**RECORDS FOR PROCESSING**.
# # # #

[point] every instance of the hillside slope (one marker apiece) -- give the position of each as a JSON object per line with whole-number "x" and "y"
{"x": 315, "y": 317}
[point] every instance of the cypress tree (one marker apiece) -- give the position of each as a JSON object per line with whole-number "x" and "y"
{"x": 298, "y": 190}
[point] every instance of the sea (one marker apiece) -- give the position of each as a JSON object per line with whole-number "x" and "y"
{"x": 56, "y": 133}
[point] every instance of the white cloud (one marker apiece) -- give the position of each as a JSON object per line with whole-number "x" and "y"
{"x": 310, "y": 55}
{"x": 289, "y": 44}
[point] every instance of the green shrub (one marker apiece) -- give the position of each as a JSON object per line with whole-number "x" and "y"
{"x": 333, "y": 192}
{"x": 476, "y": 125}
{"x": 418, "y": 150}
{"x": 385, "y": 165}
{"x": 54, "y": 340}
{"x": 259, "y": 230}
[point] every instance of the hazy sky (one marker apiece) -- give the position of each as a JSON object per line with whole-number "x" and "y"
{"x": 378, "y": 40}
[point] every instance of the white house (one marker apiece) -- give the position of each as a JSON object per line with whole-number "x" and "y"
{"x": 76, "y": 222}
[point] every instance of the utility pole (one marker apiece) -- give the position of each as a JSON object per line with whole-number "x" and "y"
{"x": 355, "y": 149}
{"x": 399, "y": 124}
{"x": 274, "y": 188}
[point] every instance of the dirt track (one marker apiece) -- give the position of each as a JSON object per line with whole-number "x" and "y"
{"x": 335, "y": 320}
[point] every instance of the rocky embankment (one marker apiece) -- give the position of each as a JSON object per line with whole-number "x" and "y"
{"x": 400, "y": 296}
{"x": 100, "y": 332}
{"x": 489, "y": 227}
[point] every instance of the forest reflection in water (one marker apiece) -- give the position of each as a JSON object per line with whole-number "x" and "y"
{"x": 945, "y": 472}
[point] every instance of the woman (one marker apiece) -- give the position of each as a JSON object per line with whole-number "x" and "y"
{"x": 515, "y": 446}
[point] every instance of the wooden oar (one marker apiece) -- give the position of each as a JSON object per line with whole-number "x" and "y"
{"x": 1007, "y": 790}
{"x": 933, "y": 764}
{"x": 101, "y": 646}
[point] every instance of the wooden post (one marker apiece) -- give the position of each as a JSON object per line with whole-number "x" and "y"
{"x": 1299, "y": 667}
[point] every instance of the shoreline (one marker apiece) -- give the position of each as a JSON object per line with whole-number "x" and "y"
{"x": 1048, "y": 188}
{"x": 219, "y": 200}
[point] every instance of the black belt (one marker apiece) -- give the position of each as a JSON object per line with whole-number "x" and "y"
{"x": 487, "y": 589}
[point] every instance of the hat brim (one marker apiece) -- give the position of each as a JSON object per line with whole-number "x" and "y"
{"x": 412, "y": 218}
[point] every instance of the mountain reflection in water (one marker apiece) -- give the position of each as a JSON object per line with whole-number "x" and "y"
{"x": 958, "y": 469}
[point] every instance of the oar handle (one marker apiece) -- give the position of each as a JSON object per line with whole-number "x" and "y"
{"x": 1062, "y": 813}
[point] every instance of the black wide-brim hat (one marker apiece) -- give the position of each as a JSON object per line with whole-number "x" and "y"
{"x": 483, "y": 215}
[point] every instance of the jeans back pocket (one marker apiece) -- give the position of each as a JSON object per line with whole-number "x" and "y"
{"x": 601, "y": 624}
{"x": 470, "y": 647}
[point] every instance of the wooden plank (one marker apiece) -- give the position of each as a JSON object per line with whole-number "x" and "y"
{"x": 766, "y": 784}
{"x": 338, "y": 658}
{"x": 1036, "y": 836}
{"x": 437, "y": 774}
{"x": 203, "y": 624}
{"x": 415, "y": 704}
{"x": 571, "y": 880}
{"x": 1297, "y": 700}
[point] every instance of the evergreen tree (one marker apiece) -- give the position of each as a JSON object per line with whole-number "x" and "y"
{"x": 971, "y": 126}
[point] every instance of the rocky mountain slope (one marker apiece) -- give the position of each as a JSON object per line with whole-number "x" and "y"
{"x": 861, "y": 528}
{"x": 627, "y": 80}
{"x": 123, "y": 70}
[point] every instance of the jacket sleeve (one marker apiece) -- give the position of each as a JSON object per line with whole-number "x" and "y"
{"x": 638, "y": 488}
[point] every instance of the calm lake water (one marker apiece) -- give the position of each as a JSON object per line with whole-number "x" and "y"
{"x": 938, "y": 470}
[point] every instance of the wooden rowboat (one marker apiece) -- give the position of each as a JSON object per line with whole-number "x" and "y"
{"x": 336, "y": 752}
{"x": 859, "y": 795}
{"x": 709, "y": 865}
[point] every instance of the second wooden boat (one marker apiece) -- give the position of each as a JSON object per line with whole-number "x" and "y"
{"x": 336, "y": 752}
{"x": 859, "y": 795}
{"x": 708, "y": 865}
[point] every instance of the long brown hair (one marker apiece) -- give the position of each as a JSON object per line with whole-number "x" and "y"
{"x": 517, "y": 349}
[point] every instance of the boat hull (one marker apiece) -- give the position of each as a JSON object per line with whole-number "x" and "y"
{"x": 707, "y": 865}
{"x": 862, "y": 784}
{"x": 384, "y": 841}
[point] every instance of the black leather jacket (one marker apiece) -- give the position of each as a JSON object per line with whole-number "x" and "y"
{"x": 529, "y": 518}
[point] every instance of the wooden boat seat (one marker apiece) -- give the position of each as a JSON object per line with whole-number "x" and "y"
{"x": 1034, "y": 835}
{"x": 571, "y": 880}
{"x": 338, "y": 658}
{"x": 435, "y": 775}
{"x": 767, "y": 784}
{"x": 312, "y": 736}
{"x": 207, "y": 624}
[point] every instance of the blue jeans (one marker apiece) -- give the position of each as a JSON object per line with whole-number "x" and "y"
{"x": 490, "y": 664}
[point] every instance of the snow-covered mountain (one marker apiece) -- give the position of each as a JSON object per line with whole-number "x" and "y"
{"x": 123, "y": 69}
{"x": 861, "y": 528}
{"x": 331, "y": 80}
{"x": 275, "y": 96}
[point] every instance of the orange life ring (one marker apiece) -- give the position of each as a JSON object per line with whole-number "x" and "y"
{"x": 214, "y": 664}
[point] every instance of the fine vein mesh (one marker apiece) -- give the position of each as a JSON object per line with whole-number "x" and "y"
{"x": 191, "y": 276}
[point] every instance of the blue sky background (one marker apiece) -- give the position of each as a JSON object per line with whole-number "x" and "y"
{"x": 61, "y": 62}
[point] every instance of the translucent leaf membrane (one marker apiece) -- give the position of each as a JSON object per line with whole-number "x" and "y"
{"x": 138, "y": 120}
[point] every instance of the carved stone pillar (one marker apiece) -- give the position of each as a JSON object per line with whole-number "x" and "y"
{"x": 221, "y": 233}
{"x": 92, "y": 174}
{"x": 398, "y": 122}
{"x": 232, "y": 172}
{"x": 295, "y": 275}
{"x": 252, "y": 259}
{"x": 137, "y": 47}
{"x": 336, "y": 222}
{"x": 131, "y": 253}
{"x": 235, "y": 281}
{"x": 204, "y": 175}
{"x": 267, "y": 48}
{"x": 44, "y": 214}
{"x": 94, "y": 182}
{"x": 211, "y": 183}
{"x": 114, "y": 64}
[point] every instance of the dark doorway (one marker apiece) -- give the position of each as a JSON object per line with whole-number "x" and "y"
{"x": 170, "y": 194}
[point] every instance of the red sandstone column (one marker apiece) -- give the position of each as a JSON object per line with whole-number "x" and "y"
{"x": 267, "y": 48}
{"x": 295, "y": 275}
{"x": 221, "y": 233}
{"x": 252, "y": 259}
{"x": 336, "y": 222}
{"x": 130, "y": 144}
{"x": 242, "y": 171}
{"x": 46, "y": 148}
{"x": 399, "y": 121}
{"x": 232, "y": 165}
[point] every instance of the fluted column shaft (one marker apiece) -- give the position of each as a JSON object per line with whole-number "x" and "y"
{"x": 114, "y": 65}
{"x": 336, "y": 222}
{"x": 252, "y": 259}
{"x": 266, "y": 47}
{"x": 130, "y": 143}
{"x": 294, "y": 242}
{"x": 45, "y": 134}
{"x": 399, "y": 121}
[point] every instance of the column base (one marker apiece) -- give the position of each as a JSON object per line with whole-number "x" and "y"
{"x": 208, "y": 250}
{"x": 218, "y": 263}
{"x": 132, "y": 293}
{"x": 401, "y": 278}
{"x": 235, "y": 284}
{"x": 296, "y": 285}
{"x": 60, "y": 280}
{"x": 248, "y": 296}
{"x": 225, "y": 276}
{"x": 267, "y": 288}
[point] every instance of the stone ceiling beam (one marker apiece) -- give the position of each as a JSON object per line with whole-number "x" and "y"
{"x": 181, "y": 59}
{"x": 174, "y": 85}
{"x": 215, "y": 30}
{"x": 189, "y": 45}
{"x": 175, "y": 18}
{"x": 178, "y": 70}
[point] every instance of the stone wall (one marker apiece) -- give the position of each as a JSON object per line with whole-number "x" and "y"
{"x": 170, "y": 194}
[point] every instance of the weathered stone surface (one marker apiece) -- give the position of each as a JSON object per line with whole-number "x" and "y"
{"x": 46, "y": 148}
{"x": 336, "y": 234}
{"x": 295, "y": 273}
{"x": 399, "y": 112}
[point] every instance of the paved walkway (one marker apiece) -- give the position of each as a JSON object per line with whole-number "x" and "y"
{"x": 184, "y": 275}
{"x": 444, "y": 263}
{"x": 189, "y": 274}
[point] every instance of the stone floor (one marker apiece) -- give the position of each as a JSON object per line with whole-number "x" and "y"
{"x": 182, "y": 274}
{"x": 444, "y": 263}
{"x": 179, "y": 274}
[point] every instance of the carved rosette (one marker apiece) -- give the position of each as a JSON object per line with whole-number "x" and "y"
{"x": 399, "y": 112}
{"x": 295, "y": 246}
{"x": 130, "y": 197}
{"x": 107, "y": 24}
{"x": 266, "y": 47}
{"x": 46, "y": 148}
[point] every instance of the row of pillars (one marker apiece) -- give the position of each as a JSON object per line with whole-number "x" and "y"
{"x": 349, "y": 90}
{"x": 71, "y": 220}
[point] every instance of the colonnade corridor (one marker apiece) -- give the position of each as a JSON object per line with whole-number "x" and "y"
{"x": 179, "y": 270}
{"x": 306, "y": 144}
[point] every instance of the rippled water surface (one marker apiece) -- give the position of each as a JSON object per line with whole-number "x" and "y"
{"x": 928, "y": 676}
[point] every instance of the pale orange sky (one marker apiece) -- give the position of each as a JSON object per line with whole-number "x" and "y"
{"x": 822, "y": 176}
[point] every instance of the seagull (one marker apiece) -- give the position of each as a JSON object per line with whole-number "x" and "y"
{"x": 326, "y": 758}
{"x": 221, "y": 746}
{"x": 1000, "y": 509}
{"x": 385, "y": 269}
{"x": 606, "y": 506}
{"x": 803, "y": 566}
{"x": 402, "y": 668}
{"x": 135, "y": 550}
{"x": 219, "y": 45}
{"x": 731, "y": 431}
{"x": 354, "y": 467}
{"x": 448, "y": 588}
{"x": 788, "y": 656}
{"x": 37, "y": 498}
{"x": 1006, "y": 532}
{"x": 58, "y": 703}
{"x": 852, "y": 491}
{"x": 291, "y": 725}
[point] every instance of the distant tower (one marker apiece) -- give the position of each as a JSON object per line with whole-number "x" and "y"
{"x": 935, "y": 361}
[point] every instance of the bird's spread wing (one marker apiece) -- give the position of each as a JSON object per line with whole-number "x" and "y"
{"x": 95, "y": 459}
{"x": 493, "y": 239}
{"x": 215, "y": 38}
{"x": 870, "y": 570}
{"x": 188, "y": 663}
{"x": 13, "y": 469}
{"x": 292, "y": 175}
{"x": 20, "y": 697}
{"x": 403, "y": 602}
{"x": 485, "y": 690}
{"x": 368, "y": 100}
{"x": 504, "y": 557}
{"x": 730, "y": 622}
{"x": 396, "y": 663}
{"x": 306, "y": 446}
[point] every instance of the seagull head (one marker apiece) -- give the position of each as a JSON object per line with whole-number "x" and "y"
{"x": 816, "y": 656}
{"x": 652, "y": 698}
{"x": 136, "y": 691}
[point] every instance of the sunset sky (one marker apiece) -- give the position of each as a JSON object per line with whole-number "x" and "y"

# # # #

**GOAL**.
Emit verbatim the lines running from the one with "[point] every instance of the seagull (one" through the last line of the data, both endpoints inclusive.

**EXERCISE OUTPUT**.
[point] every instance of the seagull (one marker apiece) -- give the position of each as a JSON object per line with whole-number "x" and "y"
{"x": 326, "y": 758}
{"x": 221, "y": 746}
{"x": 1000, "y": 509}
{"x": 385, "y": 269}
{"x": 606, "y": 506}
{"x": 803, "y": 566}
{"x": 402, "y": 668}
{"x": 135, "y": 550}
{"x": 219, "y": 45}
{"x": 731, "y": 431}
{"x": 354, "y": 467}
{"x": 448, "y": 588}
{"x": 788, "y": 656}
{"x": 37, "y": 498}
{"x": 1006, "y": 532}
{"x": 58, "y": 703}
{"x": 852, "y": 491}
{"x": 291, "y": 725}
[point] every instance of the distant tower (one marker apiece) -- give the position of each as a JSON object per line with whole-number "x" and "y"
{"x": 935, "y": 361}
[point] every instance of the bird's spread wing (one marker apiece) -- give the position of each as a JSON object per line with whole-number "x" and "y"
{"x": 95, "y": 459}
{"x": 493, "y": 239}
{"x": 215, "y": 38}
{"x": 870, "y": 570}
{"x": 188, "y": 663}
{"x": 13, "y": 469}
{"x": 292, "y": 175}
{"x": 20, "y": 697}
{"x": 403, "y": 602}
{"x": 485, "y": 690}
{"x": 368, "y": 100}
{"x": 504, "y": 557}
{"x": 730, "y": 622}
{"x": 396, "y": 663}
{"x": 306, "y": 446}
[point] every instance of the seagull head (one marker apiece) -- give the position of each as a JSON object per line with whole-number "x" and "y"
{"x": 816, "y": 656}
{"x": 652, "y": 698}
{"x": 136, "y": 691}
[point] every instance of the sunset sky (one marker apiece) -- give the position of each as a JSON object per line with whole-number "x" and "y"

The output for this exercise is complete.